Your objective>
Any pictures in the records below should be skipped; write out everything else exactly.

Items listed in a dataset:
+ + + +
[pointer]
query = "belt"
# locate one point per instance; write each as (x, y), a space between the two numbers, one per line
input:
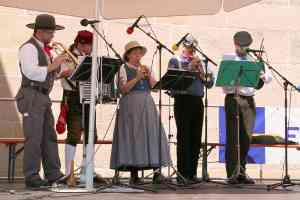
(242, 96)
(38, 88)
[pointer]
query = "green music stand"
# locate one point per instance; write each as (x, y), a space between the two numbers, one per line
(234, 74)
(245, 72)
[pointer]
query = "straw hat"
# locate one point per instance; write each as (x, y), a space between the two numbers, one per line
(45, 21)
(243, 38)
(133, 45)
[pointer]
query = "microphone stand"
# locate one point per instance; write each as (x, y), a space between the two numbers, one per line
(160, 47)
(205, 175)
(286, 181)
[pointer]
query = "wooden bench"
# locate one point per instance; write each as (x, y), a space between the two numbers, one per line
(13, 153)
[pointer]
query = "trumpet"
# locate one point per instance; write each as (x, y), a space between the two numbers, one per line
(60, 49)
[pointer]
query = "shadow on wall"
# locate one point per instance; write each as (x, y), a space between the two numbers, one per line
(10, 121)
+ + + +
Answer>
[pointer]
query = "belt"
# locate one point per instance; write each as (x, y), a space between the two numbers, one per line
input:
(242, 96)
(38, 88)
[pointer]
query = "green music stand"
# locate one point per instance; write each as (x, y), a space between the two numbers, one per line
(234, 74)
(245, 72)
[pointer]
query = "straw hat"
# locate one point per instance; write each as (x, y), a space between the two numbers, one per line
(45, 21)
(243, 38)
(133, 45)
[pointer]
query = "microphone stand"
# locate one point per instance; write each as (x, y), a space between the two numbers, one per line
(160, 47)
(205, 175)
(286, 181)
[pointer]
query = "wooden bench"
# locate one point per instance; write each as (x, y), a space between the two numbers, one per line
(13, 153)
[pointer]
query = "trumpet"
# locate one point per instance; write each as (x, y), a space between the two numbers, one per line
(60, 49)
[pointer]
query = "shadow on wall"
# locate one point per instance; write each as (x, y), a space between the two numbers, one per line
(10, 121)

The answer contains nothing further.